### SELECTED TEXT
## begin

Lab 12: Implement Development Lifecycle Processes in Azure Databricks
Introduction
You are a data engineer responsible for maintaining an order processing pipeline used by your warehouse operations team. The pipeline reads raw order data, removes invalid records, normalizes status codes, and computes tax-inclusive totals.
As the pipeline moves toward production, your team has decided to adopt proper software development lifecycle (SDLC) practices. That means:
- Implementing a testing strategy so bugs are caught before deployment
- Packaging the pipeline as a Declarative Automation Bundle (DAB) so it can be deployed consistently across environments
- Using the Databricks CLI to validate, preview, and deploy the bundle
This lab is structured in three parts:
| Part | Topic | Where you work |
|---|---|---|
| Part 1 | Implement unit tests with pytest | In a notebook running on Serverless compute in your Azure Databricks workspace |
| Part 2 | Configure a Declarative Automation Bundle | In a PowerShell terminal on your local machine (the Databricks CLI runs locally) |
| Part 3 | Deploy and verify the bundle with the Databricks CLI | In the same local PowerShell terminal, then verify in the Databricks workspace UI |
Important: Parts 2 and 3 use the Databricks CLI installed on your computer/lab virtual machine, not a terminal inside the Databricks workspace. Open a local PowerShell window for those parts and keep it open throughout.
🤖 Use Genie Code throughout this lab
You are expected and encouraged to use the Genie Code for every exercise.
To open Genie Code, select the on the right side of any notebook cell, or use the keyboard shortcut.

## end

### SHORT EXERCISE 1
Pick out and copy each line in the rows that contains the string "sleeve".
The Databricks lab text and the rows are separate, unrelated material.

### THE DATA
## begin

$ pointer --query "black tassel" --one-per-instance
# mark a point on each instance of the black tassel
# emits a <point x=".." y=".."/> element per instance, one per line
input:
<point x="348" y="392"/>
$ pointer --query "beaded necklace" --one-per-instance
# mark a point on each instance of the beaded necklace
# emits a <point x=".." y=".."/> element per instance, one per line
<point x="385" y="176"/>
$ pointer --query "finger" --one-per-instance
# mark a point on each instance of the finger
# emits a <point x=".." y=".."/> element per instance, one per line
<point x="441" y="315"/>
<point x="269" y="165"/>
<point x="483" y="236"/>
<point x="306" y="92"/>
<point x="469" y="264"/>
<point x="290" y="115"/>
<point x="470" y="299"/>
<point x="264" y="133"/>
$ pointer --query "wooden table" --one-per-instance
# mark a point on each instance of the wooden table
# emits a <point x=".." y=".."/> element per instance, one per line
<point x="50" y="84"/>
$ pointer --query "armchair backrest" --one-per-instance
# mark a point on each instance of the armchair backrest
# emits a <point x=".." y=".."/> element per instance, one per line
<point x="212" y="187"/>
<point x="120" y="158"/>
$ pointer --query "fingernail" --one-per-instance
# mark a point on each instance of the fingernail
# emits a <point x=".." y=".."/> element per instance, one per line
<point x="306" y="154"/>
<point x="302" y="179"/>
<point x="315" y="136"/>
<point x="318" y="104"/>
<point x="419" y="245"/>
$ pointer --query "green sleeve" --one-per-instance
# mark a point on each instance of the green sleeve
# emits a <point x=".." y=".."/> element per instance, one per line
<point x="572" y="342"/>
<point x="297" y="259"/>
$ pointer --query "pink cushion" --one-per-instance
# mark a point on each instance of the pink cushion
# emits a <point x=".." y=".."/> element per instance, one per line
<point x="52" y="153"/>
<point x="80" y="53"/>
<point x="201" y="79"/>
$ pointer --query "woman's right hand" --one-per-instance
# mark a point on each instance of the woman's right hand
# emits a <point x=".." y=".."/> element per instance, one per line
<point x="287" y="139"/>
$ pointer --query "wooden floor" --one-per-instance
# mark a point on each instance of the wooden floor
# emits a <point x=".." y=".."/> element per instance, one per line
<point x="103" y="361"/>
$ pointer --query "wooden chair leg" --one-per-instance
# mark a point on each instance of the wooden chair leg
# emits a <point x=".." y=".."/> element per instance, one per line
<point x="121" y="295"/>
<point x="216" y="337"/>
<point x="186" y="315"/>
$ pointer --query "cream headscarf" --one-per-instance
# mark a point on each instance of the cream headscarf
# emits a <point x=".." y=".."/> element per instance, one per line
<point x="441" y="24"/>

## end

### SHORT EXERCISE 2
Write out, word for word, the stretch of the Databricks lab text from "Lab 12: Implement" through "computes tax-inclusive totals.".

### OUTPUT 1
$ pointer --query "green sleeve" --one-per-instance
# mark a point on each instance of the green sleeve

### OUTPUT 2
Lab 12: Implement Development Lifecycle Processes in Azure Databricks
Introduction
You are a data engineer responsible for maintaining an order processing pipeline used by your warehouse operations team. The pipeline reads raw order data, removes invalid records, normalizes status codes, and computes tax-inclusive totals.